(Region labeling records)
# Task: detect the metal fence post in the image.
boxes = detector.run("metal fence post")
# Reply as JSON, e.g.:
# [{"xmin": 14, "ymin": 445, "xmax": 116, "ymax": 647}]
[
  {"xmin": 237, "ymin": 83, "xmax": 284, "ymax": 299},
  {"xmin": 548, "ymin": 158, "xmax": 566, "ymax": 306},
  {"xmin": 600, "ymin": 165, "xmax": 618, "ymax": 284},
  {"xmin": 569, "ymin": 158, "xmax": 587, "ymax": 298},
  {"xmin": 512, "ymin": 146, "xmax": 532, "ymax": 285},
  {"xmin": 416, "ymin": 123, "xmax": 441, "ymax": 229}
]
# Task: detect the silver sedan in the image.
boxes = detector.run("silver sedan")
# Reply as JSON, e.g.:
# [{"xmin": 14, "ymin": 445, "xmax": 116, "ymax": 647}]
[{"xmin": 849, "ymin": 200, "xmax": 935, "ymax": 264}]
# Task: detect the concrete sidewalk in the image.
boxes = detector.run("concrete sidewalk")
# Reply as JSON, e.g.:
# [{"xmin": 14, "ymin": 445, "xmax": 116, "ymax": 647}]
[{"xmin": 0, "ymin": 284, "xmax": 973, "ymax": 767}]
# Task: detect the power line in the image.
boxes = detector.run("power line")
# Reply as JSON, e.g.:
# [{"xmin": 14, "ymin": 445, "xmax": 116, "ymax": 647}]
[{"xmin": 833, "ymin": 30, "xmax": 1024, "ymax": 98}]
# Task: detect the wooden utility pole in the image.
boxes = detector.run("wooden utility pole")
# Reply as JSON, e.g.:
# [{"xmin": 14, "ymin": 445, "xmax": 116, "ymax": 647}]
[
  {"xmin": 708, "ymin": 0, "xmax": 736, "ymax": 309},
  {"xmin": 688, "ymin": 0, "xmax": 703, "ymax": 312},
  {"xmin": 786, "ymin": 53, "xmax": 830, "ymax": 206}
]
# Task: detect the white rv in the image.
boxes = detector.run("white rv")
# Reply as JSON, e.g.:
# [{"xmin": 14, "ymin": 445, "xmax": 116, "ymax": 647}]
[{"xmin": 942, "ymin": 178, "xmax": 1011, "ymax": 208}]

Job: Please lay out every line of the entries above as a JSON list of strings, one string per line, omitting blank lines.

Full solution:
[
  "# Task: detect the metal fence post in the image.",
  "boxes = detector.run(\"metal fence post\")",
  "# Reply as JSON, e.g.:",
  "# [{\"xmin\": 14, \"ymin\": 445, \"xmax\": 116, \"ymax\": 647}]",
  "[",
  "  {\"xmin\": 237, \"ymin\": 83, \"xmax\": 284, \"ymax\": 299},",
  "  {\"xmin\": 548, \"ymin\": 158, \"xmax\": 566, \"ymax\": 306},",
  "  {\"xmin\": 600, \"ymin\": 165, \"xmax\": 618, \"ymax\": 284},",
  "  {\"xmin\": 569, \"ymin\": 158, \"xmax\": 587, \"ymax\": 298},",
  "  {\"xmin\": 512, \"ymin\": 146, \"xmax\": 532, \"ymax\": 285},",
  "  {\"xmin\": 416, \"ymin\": 123, \"xmax\": 441, \"ymax\": 229}",
  "]",
  "# Task: detect the silver sedan in the image.",
  "boxes = detector.run(\"silver sedan\")",
  "# Reply as JSON, e.g.:",
  "# [{\"xmin\": 14, \"ymin\": 445, \"xmax\": 116, \"ymax\": 647}]",
  "[{\"xmin\": 849, \"ymin\": 200, \"xmax\": 935, \"ymax\": 264}]",
  "# Task: detect the concrete sidewalk in the image.",
  "boxes = detector.run(\"concrete sidewalk\")",
  "# Reply as JSON, e.g.:",
  "# [{\"xmin\": 14, \"ymin\": 445, \"xmax\": 116, \"ymax\": 647}]",
  "[{\"xmin\": 0, \"ymin\": 284, \"xmax\": 973, \"ymax\": 767}]",
  "# Task: detect the power line in the image.",
  "boxes = detector.run(\"power line\")",
  "# Reply as JSON, e.g.:",
  "# [{\"xmin\": 14, \"ymin\": 445, \"xmax\": 116, \"ymax\": 647}]",
  "[{\"xmin\": 833, \"ymin\": 30, \"xmax\": 1024, \"ymax\": 98}]",
  "# Task: detect the wooden utility pole in the image.",
  "boxes = detector.run(\"wooden utility pole\")",
  "# Reply as JSON, e.g.:",
  "# [{\"xmin\": 14, \"ymin\": 445, \"xmax\": 116, \"ymax\": 647}]",
  "[",
  "  {\"xmin\": 708, \"ymin\": 0, \"xmax\": 736, \"ymax\": 309},",
  "  {\"xmin\": 688, \"ymin\": 0, \"xmax\": 703, \"ymax\": 312},",
  "  {\"xmin\": 786, \"ymin\": 53, \"xmax\": 830, \"ymax\": 206}",
  "]",
  "# Task: detect the white rv in the image.",
  "boxes = detector.run(\"white rv\")",
  "# Reply as JSON, e.g.:",
  "# [{\"xmin\": 14, \"ymin\": 445, \"xmax\": 116, \"ymax\": 647}]",
  "[{\"xmin\": 942, \"ymin\": 178, \"xmax\": 1011, \"ymax\": 208}]"
]